- **Actions to take**
**A.** Quote the site description word for word, beginning at the words that contain "3. Sawmill Brook" and stopping after "by finer material.".
**B.** Name every numbered entry that appears in the site description.
**C.** Proceed with the site description, starting after its final sentence.

— BEGIN Reading passage —

3. Sawmill Brook (or Brook Farm Brook), which has been partially
channelized to circumvent the adjacent City of Boston sanitary
landfill.
The rock outcroppings are of Roxbury puddingstone, more correctly
called Roxbury conglomerate, a formation of glacially rounded
debris cemented by finer material.
Physical Improvements (see Cultural Features map)
The numbers with each improvement are coded to the map.
1. Site of the Hive - the original farmhouse was located here.
A replica of that house, built on the same foundations, burned
in 1977.
2. Print Shop Building
The Print Shop is a wood frame, two storey, rectangular plan
structure covered by a ridged roof. The side set entry is on
the east gable end; the opposite gable end has a one storey
shed whose roof abuts the end wall at the level of the second
storey window sills. The structure is 3 bays by 6 bays,
although the north wall has only 5 windows reflecting interior
spatial divisions. The windows are filled with two over two
pane rectangular sash with plain frames. The simple entryway
is covered by a pedimented hood without any additional moulding.

— END Reading passage —
— BEGIN Information supplied —

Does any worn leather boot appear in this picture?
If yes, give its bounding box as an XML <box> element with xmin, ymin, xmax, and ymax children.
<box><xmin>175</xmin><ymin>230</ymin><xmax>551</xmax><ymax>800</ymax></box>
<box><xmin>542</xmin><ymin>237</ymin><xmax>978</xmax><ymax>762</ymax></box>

— END Information supplied —

- **Answers to the exercise**
**A.**
3. Sawmill Brook (or Brook Farm Brook), which has been partially
channelized to circumvent the adjacent City of Boston sanitary
landfill.
The rock outcroppings are of Roxbury puddingstone, more correctly
called Roxbury conglomerate, a formation of glacially rounded
debris cemented by finer material.

**B.** Sawmill Brook (or Brook Farm Brook); Site of the Hive; Print Shop Building

**C.**
The walls are sheathed in imitation clapboard of a light
color, and the roof is covered with asbestos shingle.
3. The Dell - dominated by pines: a former site of religious
services.
4. Two granite gateposts remain from former dairy farming activities
dating from the 17th century.
5. Foundations remain of a barn built by the Brook Farmers; the
barn burned in the I920's.
6. Timbers visible in the meadow near the Margaret Fuller cottage
are remnants of another barn that burned. Nearby is the site
of the Pilgrim House, built by the Morton brothers of Plymouth
in 1843 and later used for dormitories.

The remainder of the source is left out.